◆ **Brief**
With pictures left out, extract every line between the start of the records below and the line holding "positive clicks: (316, 286)", inclusive.

◆ **Information given**

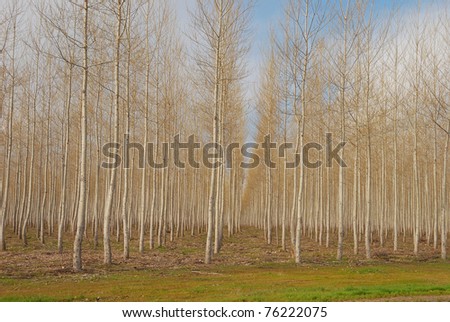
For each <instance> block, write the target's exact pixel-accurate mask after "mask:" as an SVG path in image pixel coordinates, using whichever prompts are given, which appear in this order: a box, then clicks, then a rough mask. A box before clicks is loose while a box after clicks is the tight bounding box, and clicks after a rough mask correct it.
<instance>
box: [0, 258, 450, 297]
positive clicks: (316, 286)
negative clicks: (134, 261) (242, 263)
mask: <svg viewBox="0 0 450 322" xmlns="http://www.w3.org/2000/svg"><path fill="white" fill-rule="evenodd" d="M12 281H13V282H12ZM442 295H445V296H447V295H449V296H450V267H449V265H448V264H446V263H422V264H417V263H415V264H395V265H393V264H376V265H371V266H367V267H357V268H355V267H350V266H348V265H344V264H340V265H334V266H309V267H302V266H300V267H297V266H295V265H293V264H291V263H284V264H273V263H271V264H267V265H260V266H249V267H242V266H221V267H214V268H208V267H205V268H204V269H203V270H202V271H198V270H195V271H194V270H190V269H187V268H183V269H172V270H143V271H134V272H132V271H124V272H114V273H111V274H107V275H96V276H95V278H89V276H87V277H86V276H85V275H83V274H81V275H76V274H71V275H63V276H61V277H58V278H56V277H51V276H47V277H45V276H44V277H39V278H31V279H20V278H17V279H7V278H1V279H0V301H35V302H39V301H169V302H170V301H213V302H214V301H251V302H258V301H269V302H270V301H282V302H284V301H286V302H287V301H296V302H297V301H306V302H308V301H324V302H326V301H358V300H370V299H383V298H395V297H412V298H411V299H410V300H414V297H418V296H442Z"/></svg>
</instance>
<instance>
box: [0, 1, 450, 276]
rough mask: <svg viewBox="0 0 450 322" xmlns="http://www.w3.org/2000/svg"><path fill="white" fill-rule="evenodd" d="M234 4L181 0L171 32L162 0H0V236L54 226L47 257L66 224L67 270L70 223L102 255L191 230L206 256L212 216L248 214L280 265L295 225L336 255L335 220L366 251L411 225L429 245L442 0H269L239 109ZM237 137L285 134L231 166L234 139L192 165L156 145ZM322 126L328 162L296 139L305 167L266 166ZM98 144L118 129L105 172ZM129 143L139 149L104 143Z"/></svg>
mask: <svg viewBox="0 0 450 322" xmlns="http://www.w3.org/2000/svg"><path fill="white" fill-rule="evenodd" d="M251 10H252V5H251V3H248V1H243V0H213V1H203V0H198V1H197V4H196V7H195V8H192V10H191V12H190V16H191V19H190V21H191V25H190V30H191V31H192V32H189V33H187V35H182V34H181V33H180V31H179V30H178V29H177V24H176V23H175V22H176V20H177V18H176V13H175V12H174V9H173V8H172V7H171V4H170V3H168V2H166V1H156V0H155V1H151V0H146V1H143V0H128V1H125V0H107V1H103V2H100V3H98V2H90V1H88V0H83V1H79V2H36V3H35V4H34V5H33V6H31V7H28V8H25V7H24V6H23V5H21V4H20V3H19V2H17V1H11V2H9V3H8V4H7V5H6V4H5V5H4V10H2V16H1V17H0V24H1V35H0V36H1V39H0V46H1V47H0V49H1V56H2V63H1V70H0V71H1V72H0V77H1V78H0V85H1V91H0V105H1V106H2V116H3V119H2V125H3V133H4V136H3V140H4V153H3V156H4V157H3V158H2V165H3V168H2V170H3V180H2V188H3V189H2V199H1V210H0V247H1V250H6V246H7V245H6V242H5V240H6V234H7V233H10V234H12V233H14V234H15V235H17V237H18V238H20V239H21V240H22V241H23V244H24V245H27V243H28V239H27V237H28V234H29V232H28V229H30V228H32V229H34V230H35V232H36V235H37V236H38V237H39V240H40V242H41V243H45V242H46V237H47V236H53V235H55V236H56V237H57V240H58V251H59V252H61V253H62V252H63V247H64V243H63V241H64V238H70V239H72V238H73V240H74V247H73V258H74V261H73V267H74V269H75V270H81V268H82V248H83V247H82V243H83V238H86V237H87V238H92V240H93V244H94V246H95V247H99V246H100V245H102V246H103V250H104V262H105V264H111V261H112V249H111V241H110V239H111V236H114V238H116V240H117V241H123V257H124V259H128V258H129V256H130V241H131V240H136V241H137V243H138V246H139V252H141V253H142V252H144V251H145V250H146V249H152V248H154V247H156V246H163V245H165V244H166V242H167V241H168V240H170V241H172V240H173V239H175V238H182V237H183V236H184V235H185V234H192V235H193V234H202V233H204V234H205V235H206V247H205V263H210V262H211V261H212V258H213V256H214V254H217V253H219V252H220V249H221V246H222V243H223V237H224V233H225V232H226V233H227V234H228V235H232V234H234V233H236V232H238V231H240V227H241V225H252V226H256V227H259V228H262V229H263V230H264V232H265V236H266V240H267V242H268V243H273V242H274V237H273V235H274V233H275V234H276V236H277V238H278V233H279V232H281V247H282V248H283V249H284V250H286V249H287V248H291V249H292V250H293V251H294V256H295V261H296V262H300V261H301V240H302V238H305V237H312V238H313V239H314V240H316V241H317V242H318V243H320V244H324V245H325V246H327V247H329V246H330V243H331V242H332V241H333V239H334V238H335V237H336V236H337V249H338V250H337V258H338V259H342V256H343V250H344V248H343V245H344V240H345V235H346V234H350V233H351V234H352V239H353V245H354V252H355V253H358V251H359V248H360V246H359V244H360V242H361V240H362V239H364V248H365V255H366V256H367V257H368V258H370V257H371V249H372V247H373V245H375V243H377V242H379V244H380V245H381V246H384V245H385V244H386V243H388V242H391V241H392V250H393V251H397V250H398V249H399V247H400V246H399V244H400V243H399V239H400V238H401V237H402V236H403V239H404V240H405V239H406V238H408V237H413V246H414V247H413V248H414V252H415V253H416V254H418V252H419V244H420V241H421V239H422V238H423V237H425V238H426V241H427V242H432V243H433V244H434V247H435V248H438V246H440V247H441V252H442V257H443V258H446V247H447V245H446V241H447V227H448V222H447V214H446V212H448V206H449V198H448V194H449V191H448V190H449V189H448V188H447V185H448V181H447V177H448V150H449V132H450V115H449V104H450V96H449V95H448V93H449V86H450V85H449V84H450V80H449V78H448V77H449V76H448V72H447V71H448V70H449V67H450V61H449V58H448V55H446V53H448V51H449V49H450V48H449V46H450V38H449V36H448V35H449V34H450V33H449V31H450V25H449V23H448V22H449V19H448V17H447V16H446V12H447V11H445V10H441V11H440V12H439V15H437V16H431V13H429V12H425V11H422V10H421V9H420V8H419V7H418V8H417V11H416V13H415V14H412V15H411V17H401V16H400V15H399V14H398V12H394V11H393V12H392V14H391V16H390V18H387V19H385V18H383V19H380V17H377V16H376V14H375V12H376V11H375V9H374V8H373V3H372V2H370V1H360V0H355V1H346V2H345V3H344V2H342V1H340V2H339V3H337V4H334V3H328V2H326V1H323V0H303V1H301V0H291V1H289V3H288V4H287V6H286V8H285V15H284V17H283V18H284V19H283V20H282V22H281V23H280V24H279V26H278V27H277V28H275V30H274V31H273V32H272V39H271V41H270V45H268V48H267V50H266V51H265V56H264V57H265V62H264V63H263V66H262V68H261V69H262V72H261V77H260V78H261V80H260V84H259V87H258V90H257V99H256V101H255V102H256V107H255V109H254V111H255V112H256V113H253V111H251V110H250V113H248V112H249V109H248V106H249V104H248V101H247V99H246V97H247V96H248V95H247V92H246V90H247V89H248V86H246V81H245V79H246V76H247V74H248V71H247V70H246V54H247V53H248V51H249V49H250V47H249V46H250V44H251V39H250V33H249V31H250V24H251ZM404 26H407V27H408V28H405V27H404ZM33 31H34V32H33ZM253 116H254V117H253ZM253 123H256V124H257V126H256V130H253V129H252V124H253ZM252 133H254V134H255V139H256V140H257V142H263V141H264V137H265V136H266V135H268V134H269V135H270V136H271V138H272V140H274V141H276V142H278V143H279V144H287V143H290V142H292V143H293V144H292V145H293V146H292V148H291V149H286V153H285V154H284V155H275V154H274V155H272V160H273V161H274V163H275V164H276V168H274V169H272V168H270V167H266V166H263V165H261V166H259V167H257V168H255V169H251V170H246V169H243V168H241V167H239V166H238V165H239V163H240V162H241V161H244V160H245V157H244V156H243V155H242V154H241V153H239V149H235V150H231V151H234V152H232V153H231V155H228V156H227V157H226V158H225V157H223V158H222V161H226V162H222V163H221V165H220V166H218V167H214V168H212V169H209V168H206V167H205V166H200V167H189V166H187V167H186V168H181V167H179V166H177V164H176V162H177V161H178V160H180V161H182V162H184V163H188V162H187V161H188V158H189V156H188V155H187V154H185V153H182V154H181V155H176V152H175V151H176V150H174V149H169V148H167V145H166V144H164V143H165V142H172V141H173V138H174V137H175V136H176V135H179V138H180V141H183V142H187V141H188V138H189V137H190V136H191V135H192V136H193V138H194V140H195V141H196V142H200V143H212V144H213V146H216V145H221V146H228V145H230V144H232V143H233V144H235V143H237V144H239V145H242V143H244V141H245V139H247V138H248V137H249V135H250V134H252ZM325 133H332V134H333V140H334V142H330V139H328V142H327V139H326V138H327V136H325ZM328 138H329V136H328ZM338 141H340V142H346V145H345V146H343V144H342V146H340V147H342V150H340V153H339V155H340V157H341V158H342V160H341V161H340V164H337V163H334V164H332V167H331V166H328V164H327V160H326V158H325V153H323V154H322V153H317V154H314V153H313V154H311V155H309V157H310V159H312V160H313V162H314V161H315V160H316V159H317V160H319V161H322V162H323V165H322V166H321V167H318V168H316V169H310V168H307V167H305V166H304V165H302V166H299V167H297V168H295V169H290V168H288V167H287V166H286V163H287V162H288V161H291V160H292V159H294V158H295V155H294V154H297V155H299V156H300V159H302V158H304V157H305V155H304V153H303V151H304V150H303V146H304V145H305V144H306V143H308V142H317V143H321V144H322V145H323V147H324V148H323V151H321V152H325V151H328V150H327V149H329V147H332V148H333V147H334V146H335V145H336V144H337V143H338ZM110 142H114V143H120V144H121V146H120V148H119V149H118V150H119V152H120V153H119V154H120V157H121V161H122V162H121V164H120V166H119V167H113V168H112V169H105V168H104V167H102V163H104V162H108V161H111V159H108V158H107V157H106V156H105V152H111V151H113V150H114V149H113V148H111V149H109V150H108V151H105V149H104V146H105V144H107V143H110ZM134 142H139V143H141V144H142V146H143V150H140V149H138V148H136V145H134V146H133V145H128V146H129V147H131V148H129V149H127V148H124V146H126V144H132V143H134ZM147 143H152V145H147ZM327 146H328V147H327ZM326 147H327V148H326ZM338 147H339V146H338ZM212 150H214V149H212ZM263 152H264V148H261V147H260V148H259V149H256V153H257V154H259V155H260V156H261V159H262V158H263V157H262V154H263ZM195 157H196V159H197V160H201V159H202V155H201V153H200V150H195ZM152 162H153V163H163V164H164V163H166V164H167V165H168V166H167V167H162V168H158V167H155V166H153V167H149V166H148V164H150V163H152ZM227 163H228V164H232V165H233V166H232V167H231V168H229V167H227V166H226V165H227ZM326 165H327V166H326ZM102 224H103V225H102ZM101 233H103V240H102V242H101V241H100V237H99V235H100V234H101ZM72 236H74V237H72ZM349 241H350V240H349ZM439 244H440V245H439Z"/></svg>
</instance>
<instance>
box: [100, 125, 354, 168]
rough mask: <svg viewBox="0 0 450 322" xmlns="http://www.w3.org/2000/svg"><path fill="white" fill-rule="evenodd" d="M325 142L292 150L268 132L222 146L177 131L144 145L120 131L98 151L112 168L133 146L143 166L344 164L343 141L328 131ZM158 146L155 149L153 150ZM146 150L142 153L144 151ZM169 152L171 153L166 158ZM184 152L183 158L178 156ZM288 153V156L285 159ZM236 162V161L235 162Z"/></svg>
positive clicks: (300, 164) (123, 157) (307, 167)
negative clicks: (253, 140) (343, 154)
mask: <svg viewBox="0 0 450 322" xmlns="http://www.w3.org/2000/svg"><path fill="white" fill-rule="evenodd" d="M325 138H326V141H325V142H326V144H325V146H324V145H323V144H321V143H317V142H309V143H306V144H305V145H303V146H302V147H301V148H299V152H298V153H296V144H294V143H292V142H286V143H285V142H283V143H281V144H280V143H278V142H273V141H272V138H271V136H270V135H266V136H265V137H264V140H263V142H259V143H258V142H246V143H237V142H232V143H230V144H228V145H226V146H222V145H220V144H218V143H214V142H209V143H203V144H202V143H200V142H197V141H196V140H195V136H194V135H191V136H189V137H188V139H187V141H183V140H181V138H180V135H175V136H174V137H173V139H172V141H171V142H162V143H159V145H158V147H157V146H156V144H155V143H153V142H148V143H147V146H146V148H145V147H144V145H143V144H142V143H139V142H130V137H129V135H128V134H125V135H124V138H123V142H122V143H118V142H110V143H106V144H105V145H103V148H102V153H103V156H104V157H105V158H106V159H108V161H104V162H102V164H101V166H102V168H104V169H114V168H119V167H121V166H123V167H124V168H125V169H128V168H130V154H131V151H132V150H135V151H136V152H137V154H138V161H137V164H138V167H139V168H141V169H142V168H144V167H146V166H148V167H151V168H155V169H163V168H167V167H169V162H173V165H174V166H175V167H177V168H180V169H185V168H186V167H187V166H189V167H191V168H194V169H199V168H200V167H201V166H203V167H206V168H209V169H214V168H219V167H221V166H223V165H225V167H226V168H228V169H231V168H232V167H234V166H239V167H241V168H243V169H254V168H256V167H258V166H259V165H264V166H266V167H268V168H271V169H275V168H276V167H277V163H276V162H274V160H276V158H278V159H280V158H281V159H283V162H284V163H285V167H286V168H287V169H294V168H297V167H298V166H300V165H303V166H304V167H306V168H310V169H317V168H320V167H321V166H326V167H332V165H333V163H336V164H337V165H338V166H341V167H345V168H346V167H347V164H346V163H345V162H344V160H343V159H342V158H341V156H340V152H341V151H342V149H343V148H344V146H345V145H346V142H338V143H334V142H333V136H332V134H331V133H326V134H325ZM158 149H160V151H159V153H157V150H158ZM234 153H240V155H241V156H242V158H240V159H241V160H242V161H240V162H239V163H238V164H233V160H235V158H233V155H235V154H234ZM145 154H146V155H145ZM169 155H171V156H172V157H171V158H169ZM182 155H184V156H185V158H182V157H181V156H182ZM289 156H290V159H293V160H288V159H289ZM236 163H237V162H236Z"/></svg>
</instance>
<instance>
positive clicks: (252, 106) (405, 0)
mask: <svg viewBox="0 0 450 322" xmlns="http://www.w3.org/2000/svg"><path fill="white" fill-rule="evenodd" d="M171 1H173V3H174V5H175V7H176V9H177V16H178V20H179V25H180V28H181V30H182V31H184V32H186V31H187V30H189V29H188V28H189V25H190V23H189V20H190V18H189V13H188V12H189V9H191V10H192V9H194V8H195V4H196V0H171ZM244 1H247V0H244ZM289 1H291V0H253V12H252V21H251V25H250V28H251V35H252V38H251V49H250V52H249V54H248V57H247V62H248V71H249V74H248V77H247V79H246V86H247V98H248V99H249V103H250V105H251V106H250V107H251V109H254V108H256V106H255V104H256V99H255V97H256V95H255V91H256V90H257V85H258V81H259V79H260V77H259V76H260V70H261V68H260V67H261V65H262V63H263V58H264V55H262V53H263V52H264V49H266V48H268V42H269V32H270V29H271V28H273V29H279V23H280V20H281V19H282V17H283V11H284V8H285V7H286V5H287V4H288V3H289ZM323 1H324V2H325V1H326V0H323ZM340 1H342V2H343V3H344V5H345V4H346V2H347V0H330V2H329V3H330V6H339V2H340ZM420 3H421V7H422V8H424V11H428V12H429V13H430V12H431V13H433V12H436V11H438V10H439V7H440V6H442V5H450V0H421V1H420ZM417 4H418V0H374V2H373V5H374V10H375V14H376V16H377V17H378V19H383V18H384V17H388V16H389V13H390V12H391V10H392V8H393V7H397V8H398V13H397V14H398V15H399V16H402V18H407V17H412V14H413V12H416V11H415V10H416V8H417ZM430 8H431V9H430ZM425 9H426V10H425ZM407 20H408V19H406V21H407ZM250 113H251V114H253V112H250ZM252 119H253V117H252V115H250V123H252ZM253 121H254V120H253ZM253 125H254V124H253Z"/></svg>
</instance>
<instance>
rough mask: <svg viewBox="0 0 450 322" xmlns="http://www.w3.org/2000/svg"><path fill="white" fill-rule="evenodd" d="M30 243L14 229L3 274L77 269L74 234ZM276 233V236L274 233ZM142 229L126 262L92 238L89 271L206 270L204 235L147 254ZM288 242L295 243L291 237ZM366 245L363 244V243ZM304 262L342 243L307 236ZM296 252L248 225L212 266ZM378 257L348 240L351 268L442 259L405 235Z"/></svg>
mask: <svg viewBox="0 0 450 322" xmlns="http://www.w3.org/2000/svg"><path fill="white" fill-rule="evenodd" d="M29 235H30V236H29V245H28V246H27V247H24V246H23V245H22V241H21V240H19V239H18V237H17V236H15V235H14V234H13V233H12V232H11V231H10V232H9V234H8V236H7V247H8V250H7V251H6V252H4V253H2V254H1V256H0V276H4V277H21V278H30V277H33V276H49V275H65V274H71V273H72V244H71V242H72V241H71V239H70V237H66V240H65V245H64V246H65V248H64V252H63V254H59V253H58V252H57V247H56V238H55V237H51V236H50V237H48V238H47V239H46V243H45V244H41V243H40V242H39V240H38V239H37V238H36V234H35V232H34V231H32V230H30V232H29ZM274 235H275V234H274ZM136 239H137V233H134V234H132V240H131V257H130V259H129V260H127V261H124V260H123V258H122V250H121V247H122V244H121V243H120V242H119V243H118V242H117V241H115V240H114V241H113V244H112V247H113V265H112V266H110V267H106V266H104V265H103V246H102V244H101V242H100V244H99V246H98V247H97V249H95V248H94V245H93V240H92V238H91V237H90V236H88V237H86V238H85V240H84V243H83V270H84V272H83V273H85V274H97V273H100V274H101V273H105V272H120V271H133V270H148V269H178V268H191V269H201V268H204V267H205V265H204V264H203V258H204V244H205V236H204V235H203V234H201V235H196V236H191V235H190V234H188V233H186V235H185V236H184V237H180V238H174V240H173V241H170V236H169V235H168V236H167V241H166V244H165V245H164V246H162V247H157V248H155V249H153V250H150V249H149V247H148V244H147V243H148V239H147V240H146V242H147V243H146V245H145V247H146V249H145V251H144V253H143V254H140V253H139V252H138V248H137V247H138V245H137V244H138V241H137V240H136ZM288 244H290V241H289V237H288ZM361 244H362V243H361ZM301 249H302V264H301V265H303V266H309V265H317V266H325V265H335V264H336V261H335V256H336V241H334V240H332V241H331V242H330V247H329V248H326V247H325V246H320V245H319V244H318V243H316V242H315V241H314V240H312V239H311V238H309V237H307V236H305V237H303V239H302V245H301ZM291 253H292V252H291V251H290V249H289V248H288V250H287V251H283V250H282V249H281V243H280V241H279V238H277V236H276V235H275V236H274V241H273V243H272V244H271V245H268V244H267V242H266V241H265V240H264V234H263V232H262V231H260V230H257V229H254V228H243V230H242V231H241V232H240V233H238V234H236V235H234V236H231V237H227V236H225V237H224V242H223V247H222V250H221V252H220V254H218V255H215V256H214V258H213V263H212V265H211V266H209V267H220V266H225V265H226V266H254V265H260V264H267V263H291V262H293V259H292V256H291ZM372 253H373V259H372V260H371V261H367V260H366V259H365V258H364V249H363V245H361V246H360V250H359V254H358V255H357V256H355V255H353V245H352V241H351V240H347V241H346V243H345V257H344V260H343V262H344V263H346V264H347V265H349V266H364V265H367V264H369V263H384V262H402V263H411V262H428V261H439V251H438V250H434V249H433V247H432V245H428V244H427V243H426V241H422V243H421V245H420V254H419V256H414V254H413V246H412V241H411V240H406V241H405V242H403V240H402V239H401V242H400V249H399V251H398V252H396V253H395V254H394V253H393V251H392V245H391V244H390V243H387V244H386V245H385V247H379V245H378V243H377V242H376V240H375V242H374V245H373V250H372Z"/></svg>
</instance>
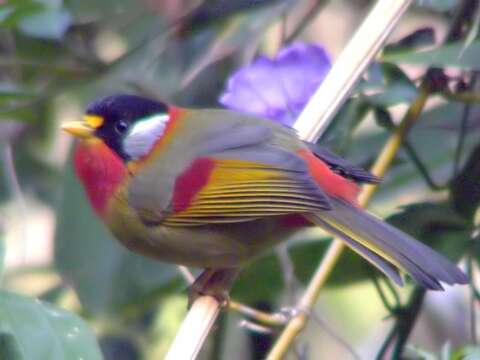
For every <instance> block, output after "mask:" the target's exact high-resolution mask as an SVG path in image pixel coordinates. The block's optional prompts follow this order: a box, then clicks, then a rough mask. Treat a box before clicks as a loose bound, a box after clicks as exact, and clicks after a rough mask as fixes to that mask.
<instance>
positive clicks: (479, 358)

◆ **Output below**
For each <instance> block, write the target's exact pixel-accurate mask after "mask:" as an SVG path in image pixel coordinates, using whichever prompts are given, which appear in this order: a box, then clicks, then a rough mask. A box before clicks is loose while a box after clicks is the tight bounding box, and clicks after a rough mask correct it.
<instance>
box: [0, 258, 450, 297]
positive clicks: (316, 286)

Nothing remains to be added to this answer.